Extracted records
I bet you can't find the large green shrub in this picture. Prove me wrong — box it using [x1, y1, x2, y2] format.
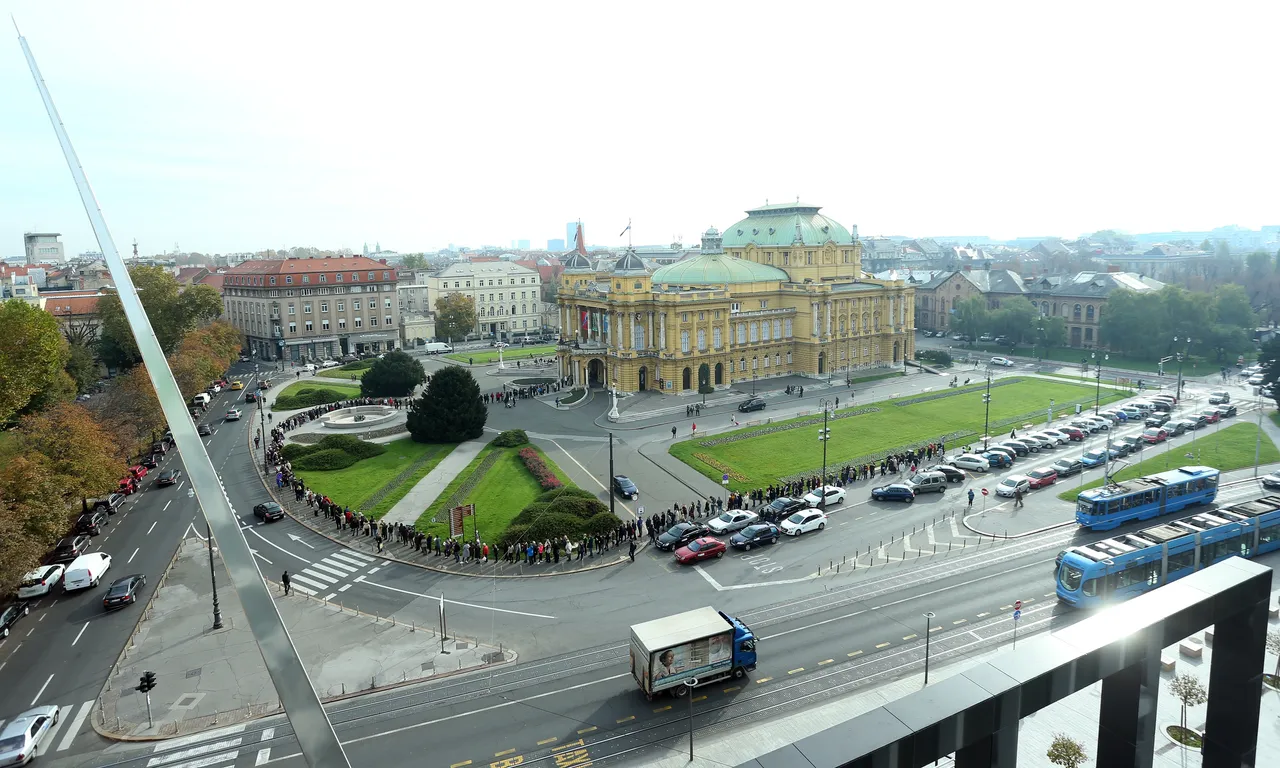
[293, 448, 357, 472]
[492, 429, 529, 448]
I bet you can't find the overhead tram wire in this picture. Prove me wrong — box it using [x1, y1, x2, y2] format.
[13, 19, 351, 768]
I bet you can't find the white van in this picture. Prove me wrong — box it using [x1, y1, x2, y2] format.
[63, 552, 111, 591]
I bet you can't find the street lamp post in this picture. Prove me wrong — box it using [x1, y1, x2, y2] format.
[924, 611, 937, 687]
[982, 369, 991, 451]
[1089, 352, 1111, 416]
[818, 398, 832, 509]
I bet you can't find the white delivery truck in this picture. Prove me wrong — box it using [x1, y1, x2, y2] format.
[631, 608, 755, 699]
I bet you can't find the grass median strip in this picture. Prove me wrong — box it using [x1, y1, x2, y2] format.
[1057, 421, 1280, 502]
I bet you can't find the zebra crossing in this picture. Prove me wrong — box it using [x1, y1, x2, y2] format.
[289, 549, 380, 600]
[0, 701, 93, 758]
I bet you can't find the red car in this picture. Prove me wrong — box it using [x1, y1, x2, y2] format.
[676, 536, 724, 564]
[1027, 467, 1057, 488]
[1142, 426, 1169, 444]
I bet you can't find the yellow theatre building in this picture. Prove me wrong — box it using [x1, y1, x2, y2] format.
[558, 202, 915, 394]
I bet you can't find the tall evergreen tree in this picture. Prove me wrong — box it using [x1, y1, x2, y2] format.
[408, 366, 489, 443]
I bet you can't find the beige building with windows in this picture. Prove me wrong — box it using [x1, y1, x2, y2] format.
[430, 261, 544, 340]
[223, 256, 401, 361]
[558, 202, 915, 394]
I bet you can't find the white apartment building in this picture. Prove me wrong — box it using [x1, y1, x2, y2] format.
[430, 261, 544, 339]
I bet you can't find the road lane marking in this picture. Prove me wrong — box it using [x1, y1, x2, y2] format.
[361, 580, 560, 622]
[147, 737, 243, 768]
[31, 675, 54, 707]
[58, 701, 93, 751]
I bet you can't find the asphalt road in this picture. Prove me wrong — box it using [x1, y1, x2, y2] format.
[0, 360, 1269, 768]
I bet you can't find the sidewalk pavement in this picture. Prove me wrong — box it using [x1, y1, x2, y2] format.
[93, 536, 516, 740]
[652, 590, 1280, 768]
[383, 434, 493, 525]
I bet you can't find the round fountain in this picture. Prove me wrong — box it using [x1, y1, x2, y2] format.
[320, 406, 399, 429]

AIM
Reproduce word for word the lines from the first one through the line with "[631, 608, 755, 699]", including that final line. Leave the pictures out of your copy.

RIGHT ANSWER
I bet you can't find the large green shrub in this picture. Prove me wrong — box it using [x1, y1, x2, y2] format.
[293, 448, 357, 472]
[492, 429, 529, 448]
I bet you can't find the overhead tram wire in this picture. Prove me wrong — box it using [x1, y1, x2, y2] format.
[13, 19, 351, 768]
I bet you can't find the white van in this picture. Prove me wrong — box it using [x1, y1, x2, y2] format.
[63, 552, 111, 591]
I bet you can't find the street lamp post in this picture. Prove me wrong — box it using [x1, y1, x2, y2] format.
[924, 611, 937, 687]
[982, 369, 991, 451]
[1089, 352, 1111, 416]
[818, 398, 832, 509]
I bet you can't find the white delivery truck in this picture. Prove me wrong — box it using [x1, y1, x2, y2] format.
[631, 608, 755, 699]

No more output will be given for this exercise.